╭─ The data

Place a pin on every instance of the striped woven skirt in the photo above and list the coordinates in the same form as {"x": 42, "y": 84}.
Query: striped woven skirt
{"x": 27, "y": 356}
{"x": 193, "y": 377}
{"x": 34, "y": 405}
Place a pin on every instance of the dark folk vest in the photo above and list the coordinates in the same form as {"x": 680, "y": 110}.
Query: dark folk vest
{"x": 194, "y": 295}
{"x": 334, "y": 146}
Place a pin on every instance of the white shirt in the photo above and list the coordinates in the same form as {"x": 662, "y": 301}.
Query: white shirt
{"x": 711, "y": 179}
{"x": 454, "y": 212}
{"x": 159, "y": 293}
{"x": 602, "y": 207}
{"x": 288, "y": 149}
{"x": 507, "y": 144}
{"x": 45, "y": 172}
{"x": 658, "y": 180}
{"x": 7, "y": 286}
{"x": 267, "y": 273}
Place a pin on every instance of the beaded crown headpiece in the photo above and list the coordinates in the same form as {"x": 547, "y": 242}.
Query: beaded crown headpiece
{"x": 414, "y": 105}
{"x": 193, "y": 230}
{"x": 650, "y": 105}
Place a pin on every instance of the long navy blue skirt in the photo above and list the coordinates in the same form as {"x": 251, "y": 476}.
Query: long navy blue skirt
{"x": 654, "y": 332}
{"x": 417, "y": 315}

╰─

Exercise details
Restate each of the records exactly, leaving nothing out.

Result of this exercise
Place a pin on every instance of the striped woven skirt in the photo above and list the coordinates in the same form as {"x": 42, "y": 84}.
Query: striped woven skirt
{"x": 27, "y": 356}
{"x": 193, "y": 377}
{"x": 34, "y": 405}
Place a pin on every instance of the dark folk vest in the photo above and list the coordinates in the same form as {"x": 680, "y": 110}.
Query: dark folk vest
{"x": 194, "y": 295}
{"x": 334, "y": 146}
Place a pin on every instance of the white shirt in the photo above and list the coordinates in the same form as {"x": 662, "y": 301}.
Query: white shirt
{"x": 711, "y": 179}
{"x": 454, "y": 212}
{"x": 159, "y": 293}
{"x": 602, "y": 207}
{"x": 288, "y": 149}
{"x": 507, "y": 144}
{"x": 45, "y": 172}
{"x": 658, "y": 180}
{"x": 7, "y": 286}
{"x": 267, "y": 273}
Place a pin on every instance of the beaded crown headpiece in the photo above and list the coordinates in the same form as {"x": 547, "y": 242}.
Query: beaded crown headpiece
{"x": 414, "y": 105}
{"x": 193, "y": 230}
{"x": 650, "y": 105}
Place a pin on every instance of the long navy blue skirt in the photo above and list the coordinates in the same form as {"x": 251, "y": 476}.
Query: long navy blue skirt
{"x": 654, "y": 332}
{"x": 417, "y": 315}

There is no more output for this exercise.